____ RECORDS SUPPLIED

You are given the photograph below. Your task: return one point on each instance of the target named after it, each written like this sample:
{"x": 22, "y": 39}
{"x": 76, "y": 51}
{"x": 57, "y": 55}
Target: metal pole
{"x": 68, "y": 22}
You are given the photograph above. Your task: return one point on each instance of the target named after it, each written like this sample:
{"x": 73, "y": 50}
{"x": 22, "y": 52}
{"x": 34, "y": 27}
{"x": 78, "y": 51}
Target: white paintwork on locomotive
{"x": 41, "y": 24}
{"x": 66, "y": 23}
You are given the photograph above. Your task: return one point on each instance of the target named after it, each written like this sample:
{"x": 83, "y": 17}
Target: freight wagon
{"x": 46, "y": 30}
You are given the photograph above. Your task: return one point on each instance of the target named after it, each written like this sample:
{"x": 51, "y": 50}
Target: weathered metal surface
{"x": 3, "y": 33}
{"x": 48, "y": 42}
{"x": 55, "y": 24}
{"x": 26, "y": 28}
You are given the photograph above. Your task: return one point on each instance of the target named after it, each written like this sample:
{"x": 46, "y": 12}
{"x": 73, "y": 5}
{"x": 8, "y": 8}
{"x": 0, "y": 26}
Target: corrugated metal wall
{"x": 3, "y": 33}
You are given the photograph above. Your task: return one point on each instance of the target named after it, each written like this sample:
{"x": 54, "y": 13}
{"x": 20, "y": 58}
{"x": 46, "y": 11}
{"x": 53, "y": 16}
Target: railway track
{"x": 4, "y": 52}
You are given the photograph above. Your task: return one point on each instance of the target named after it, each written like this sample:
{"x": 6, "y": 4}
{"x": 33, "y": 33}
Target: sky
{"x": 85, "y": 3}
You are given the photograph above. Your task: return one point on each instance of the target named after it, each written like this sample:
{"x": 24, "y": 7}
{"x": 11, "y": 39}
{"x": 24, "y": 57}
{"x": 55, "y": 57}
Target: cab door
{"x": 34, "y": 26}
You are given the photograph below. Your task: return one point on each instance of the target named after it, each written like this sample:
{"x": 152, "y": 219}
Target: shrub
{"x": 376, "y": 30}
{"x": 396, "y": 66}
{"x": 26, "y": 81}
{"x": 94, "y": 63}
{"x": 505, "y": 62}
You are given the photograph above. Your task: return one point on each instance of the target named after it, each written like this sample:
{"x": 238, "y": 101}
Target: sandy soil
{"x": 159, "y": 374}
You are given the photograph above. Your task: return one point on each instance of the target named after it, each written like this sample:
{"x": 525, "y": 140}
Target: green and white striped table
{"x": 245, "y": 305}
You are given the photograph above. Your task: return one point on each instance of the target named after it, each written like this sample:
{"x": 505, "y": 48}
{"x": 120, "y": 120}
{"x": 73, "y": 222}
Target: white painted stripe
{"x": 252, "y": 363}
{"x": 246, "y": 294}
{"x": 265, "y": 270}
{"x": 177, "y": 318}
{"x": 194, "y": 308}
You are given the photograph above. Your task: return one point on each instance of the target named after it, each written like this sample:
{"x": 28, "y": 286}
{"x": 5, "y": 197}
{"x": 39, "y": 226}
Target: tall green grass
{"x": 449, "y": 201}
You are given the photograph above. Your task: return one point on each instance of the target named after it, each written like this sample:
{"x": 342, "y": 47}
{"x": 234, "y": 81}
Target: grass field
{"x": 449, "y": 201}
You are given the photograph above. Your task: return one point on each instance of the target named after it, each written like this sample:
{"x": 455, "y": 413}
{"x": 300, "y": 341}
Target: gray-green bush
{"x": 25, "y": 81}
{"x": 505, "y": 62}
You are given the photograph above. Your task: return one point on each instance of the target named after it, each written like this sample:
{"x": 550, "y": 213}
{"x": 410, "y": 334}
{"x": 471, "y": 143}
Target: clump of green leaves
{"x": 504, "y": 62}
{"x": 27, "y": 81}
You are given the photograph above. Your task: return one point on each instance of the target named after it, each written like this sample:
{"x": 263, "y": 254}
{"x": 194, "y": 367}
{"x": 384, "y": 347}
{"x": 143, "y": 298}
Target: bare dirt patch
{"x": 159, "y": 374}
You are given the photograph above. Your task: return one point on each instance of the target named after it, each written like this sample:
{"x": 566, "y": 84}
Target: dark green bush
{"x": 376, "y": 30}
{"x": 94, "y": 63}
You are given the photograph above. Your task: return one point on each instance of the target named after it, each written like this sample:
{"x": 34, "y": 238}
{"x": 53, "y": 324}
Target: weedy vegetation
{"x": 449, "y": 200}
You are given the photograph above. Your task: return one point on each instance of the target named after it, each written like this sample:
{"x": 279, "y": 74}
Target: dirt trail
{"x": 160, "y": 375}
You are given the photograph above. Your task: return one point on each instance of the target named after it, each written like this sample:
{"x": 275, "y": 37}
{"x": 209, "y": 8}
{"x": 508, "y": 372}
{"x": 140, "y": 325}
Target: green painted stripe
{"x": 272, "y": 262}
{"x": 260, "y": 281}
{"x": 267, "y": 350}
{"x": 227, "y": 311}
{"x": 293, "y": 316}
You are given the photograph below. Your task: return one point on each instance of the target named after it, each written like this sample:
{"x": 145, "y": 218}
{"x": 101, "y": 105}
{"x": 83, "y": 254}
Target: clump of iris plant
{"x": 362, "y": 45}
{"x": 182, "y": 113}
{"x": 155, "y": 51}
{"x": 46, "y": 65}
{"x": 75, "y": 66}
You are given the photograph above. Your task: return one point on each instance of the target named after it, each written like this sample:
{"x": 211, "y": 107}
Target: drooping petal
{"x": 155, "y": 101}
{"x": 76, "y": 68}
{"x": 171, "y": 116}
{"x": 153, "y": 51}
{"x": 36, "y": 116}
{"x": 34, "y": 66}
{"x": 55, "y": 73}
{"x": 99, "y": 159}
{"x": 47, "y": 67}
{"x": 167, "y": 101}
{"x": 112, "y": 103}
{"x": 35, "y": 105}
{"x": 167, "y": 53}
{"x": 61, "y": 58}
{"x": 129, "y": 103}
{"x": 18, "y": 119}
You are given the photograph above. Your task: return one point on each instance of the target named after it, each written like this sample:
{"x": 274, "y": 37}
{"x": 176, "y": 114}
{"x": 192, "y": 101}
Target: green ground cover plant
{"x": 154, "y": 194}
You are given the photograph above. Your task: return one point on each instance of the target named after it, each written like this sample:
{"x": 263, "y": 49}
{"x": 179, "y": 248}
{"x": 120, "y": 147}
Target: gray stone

________

• _PROBLEM DESCRIPTION_
Collect each line in the records above that contains the word "white", and copy every such line in full.

• _RIGHT ANSWER_
Target: white paintwork on locomotive
Target: green and white striped table
Target: white painted stripe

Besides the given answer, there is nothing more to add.